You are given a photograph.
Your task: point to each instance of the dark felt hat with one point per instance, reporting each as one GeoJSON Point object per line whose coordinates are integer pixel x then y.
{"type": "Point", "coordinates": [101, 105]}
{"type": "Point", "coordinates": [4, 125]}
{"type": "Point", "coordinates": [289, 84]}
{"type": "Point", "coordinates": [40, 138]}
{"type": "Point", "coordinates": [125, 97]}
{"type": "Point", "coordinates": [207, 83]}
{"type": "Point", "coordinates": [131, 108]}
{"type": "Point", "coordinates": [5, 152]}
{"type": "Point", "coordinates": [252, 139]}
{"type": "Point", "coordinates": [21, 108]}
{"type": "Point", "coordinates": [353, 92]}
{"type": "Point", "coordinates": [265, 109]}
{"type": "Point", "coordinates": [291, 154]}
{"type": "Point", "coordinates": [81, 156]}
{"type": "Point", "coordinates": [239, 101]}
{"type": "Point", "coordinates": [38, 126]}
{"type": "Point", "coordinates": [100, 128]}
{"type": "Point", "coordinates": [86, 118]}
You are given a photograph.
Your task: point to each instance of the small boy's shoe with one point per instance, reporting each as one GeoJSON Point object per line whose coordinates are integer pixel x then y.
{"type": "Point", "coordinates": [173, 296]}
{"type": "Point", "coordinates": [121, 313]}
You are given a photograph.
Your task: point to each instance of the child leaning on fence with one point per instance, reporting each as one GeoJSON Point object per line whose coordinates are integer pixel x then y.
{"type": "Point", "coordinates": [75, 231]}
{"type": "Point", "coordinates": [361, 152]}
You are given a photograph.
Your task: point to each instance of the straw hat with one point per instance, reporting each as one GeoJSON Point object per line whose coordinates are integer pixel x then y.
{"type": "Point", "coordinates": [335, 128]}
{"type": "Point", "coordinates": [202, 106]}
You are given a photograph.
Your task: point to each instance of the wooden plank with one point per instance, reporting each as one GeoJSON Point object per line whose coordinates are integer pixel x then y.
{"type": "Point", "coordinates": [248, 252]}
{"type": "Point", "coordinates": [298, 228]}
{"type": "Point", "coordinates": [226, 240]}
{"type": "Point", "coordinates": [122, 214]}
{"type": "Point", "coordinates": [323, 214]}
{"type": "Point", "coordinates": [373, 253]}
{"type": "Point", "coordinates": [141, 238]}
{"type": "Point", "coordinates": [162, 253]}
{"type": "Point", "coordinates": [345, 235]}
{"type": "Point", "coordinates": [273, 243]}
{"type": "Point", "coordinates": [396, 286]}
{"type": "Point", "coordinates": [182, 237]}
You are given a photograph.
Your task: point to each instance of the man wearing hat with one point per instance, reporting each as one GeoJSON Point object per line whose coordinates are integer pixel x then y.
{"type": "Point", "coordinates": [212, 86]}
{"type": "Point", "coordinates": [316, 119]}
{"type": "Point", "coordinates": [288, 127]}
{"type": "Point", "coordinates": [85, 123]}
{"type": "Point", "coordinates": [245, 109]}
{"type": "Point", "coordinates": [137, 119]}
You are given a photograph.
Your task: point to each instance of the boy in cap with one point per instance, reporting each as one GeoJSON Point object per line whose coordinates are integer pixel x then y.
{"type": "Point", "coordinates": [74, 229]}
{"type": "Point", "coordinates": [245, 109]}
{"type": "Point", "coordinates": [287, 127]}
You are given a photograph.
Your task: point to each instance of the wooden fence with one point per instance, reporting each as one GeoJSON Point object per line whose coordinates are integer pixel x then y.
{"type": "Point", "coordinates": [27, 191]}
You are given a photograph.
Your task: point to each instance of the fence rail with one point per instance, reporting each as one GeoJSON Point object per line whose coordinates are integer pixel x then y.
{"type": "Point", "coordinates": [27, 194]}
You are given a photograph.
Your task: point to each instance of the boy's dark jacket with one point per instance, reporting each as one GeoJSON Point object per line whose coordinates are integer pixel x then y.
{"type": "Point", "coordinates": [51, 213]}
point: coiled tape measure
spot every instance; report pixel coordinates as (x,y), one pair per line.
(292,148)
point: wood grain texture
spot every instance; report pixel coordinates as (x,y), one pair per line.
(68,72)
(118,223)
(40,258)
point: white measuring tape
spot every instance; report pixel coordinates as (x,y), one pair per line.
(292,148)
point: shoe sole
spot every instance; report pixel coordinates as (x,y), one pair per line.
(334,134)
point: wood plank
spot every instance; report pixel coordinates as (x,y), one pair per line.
────
Reproduce all of the material above word for word, without changing a single character.

You are given a photograph.
Your task: point to each instance of the dark felt hat with one point per instance, reporting each as one GeoJSON Point object per line whose coordinates are integer pixel x then y.
{"type": "Point", "coordinates": [101, 105]}
{"type": "Point", "coordinates": [4, 125]}
{"type": "Point", "coordinates": [289, 84]}
{"type": "Point", "coordinates": [40, 138]}
{"type": "Point", "coordinates": [125, 97]}
{"type": "Point", "coordinates": [207, 83]}
{"type": "Point", "coordinates": [131, 108]}
{"type": "Point", "coordinates": [5, 152]}
{"type": "Point", "coordinates": [252, 139]}
{"type": "Point", "coordinates": [21, 108]}
{"type": "Point", "coordinates": [353, 92]}
{"type": "Point", "coordinates": [265, 109]}
{"type": "Point", "coordinates": [291, 154]}
{"type": "Point", "coordinates": [81, 156]}
{"type": "Point", "coordinates": [239, 101]}
{"type": "Point", "coordinates": [38, 126]}
{"type": "Point", "coordinates": [100, 128]}
{"type": "Point", "coordinates": [86, 118]}
You are given a photograph.
Your task: point to each instance of the small boy's shoe with one point per instance, reporting each as one GeoJSON Point object per line whose coordinates are integer pixel x then y.
{"type": "Point", "coordinates": [173, 296]}
{"type": "Point", "coordinates": [121, 313]}
You are given a photograph.
Your task: point to each instance of the child leaning on fence with one point per instance, reporting each as one GeoJSON Point object per line whose coordinates are integer pixel x then y.
{"type": "Point", "coordinates": [75, 231]}
{"type": "Point", "coordinates": [361, 152]}
You are given a photograph.
Your task: point to each instance of the straw hat with one point per instance, reporting each as one GeoJSON Point object per line whose coordinates are integer pixel x then y.
{"type": "Point", "coordinates": [335, 128]}
{"type": "Point", "coordinates": [202, 106]}
You are given a photograph.
Your task: point to each instance of the wooden plank with one point per instance, reporting each as one GeoJSON Point object per line whose coordinates are integer pixel x then y.
{"type": "Point", "coordinates": [248, 252]}
{"type": "Point", "coordinates": [298, 228]}
{"type": "Point", "coordinates": [226, 240]}
{"type": "Point", "coordinates": [122, 214]}
{"type": "Point", "coordinates": [323, 214]}
{"type": "Point", "coordinates": [373, 253]}
{"type": "Point", "coordinates": [141, 238]}
{"type": "Point", "coordinates": [162, 253]}
{"type": "Point", "coordinates": [345, 235]}
{"type": "Point", "coordinates": [273, 243]}
{"type": "Point", "coordinates": [396, 286]}
{"type": "Point", "coordinates": [182, 237]}
You are given a photograph.
Your task: point to each instance of the man wearing hat with one point per instance, reporting each as one GeoJSON Point object per line whose coordinates are integer pixel x then y.
{"type": "Point", "coordinates": [212, 86]}
{"type": "Point", "coordinates": [316, 119]}
{"type": "Point", "coordinates": [288, 127]}
{"type": "Point", "coordinates": [85, 123]}
{"type": "Point", "coordinates": [245, 109]}
{"type": "Point", "coordinates": [137, 119]}
You are given a photograph.
Your task: point to each instance of the boy in cap with one point per instance, reporting each as one GeoJSON Point object per line whose coordinates are integer pixel x then y.
{"type": "Point", "coordinates": [74, 229]}
{"type": "Point", "coordinates": [245, 109]}
{"type": "Point", "coordinates": [287, 127]}
You are given a photograph.
Your task: point to each instance of the wooden fence with one point per instance, reporting each as one GeoJSON Point object per line whose coordinates are integer pixel x then y.
{"type": "Point", "coordinates": [27, 191]}
You are given a photograph.
Your task: point to each instance of the fence rail with one point per instance, reporting each as one GeoJSON Point object per line whose coordinates are integer pixel x then y.
{"type": "Point", "coordinates": [27, 194]}
You are given a photograph.
Your task: point to each instance of the boy's dark jacket with one point per instance, reporting each as one GeoJSON Point object per line whose coordinates are integer pixel x then y.
{"type": "Point", "coordinates": [51, 213]}
point: coiled tape measure
spot every instance; report pixel coordinates as (x,y), one pair per line.
(292,148)
point: wood grain texture
spot every instance; report pixel coordinates as (x,y), one pair per line.
(68,72)
(118,223)
(40,258)
point: white measuring tape
spot every instance; report pixel coordinates as (x,y), one pair per line.
(292,148)
point: shoe sole
spot every instance; report pixel coordinates as (x,y), one pair per line.
(334,134)
point: wood plank
spot every instance; report pixel coordinates as (x,y), one pair per line.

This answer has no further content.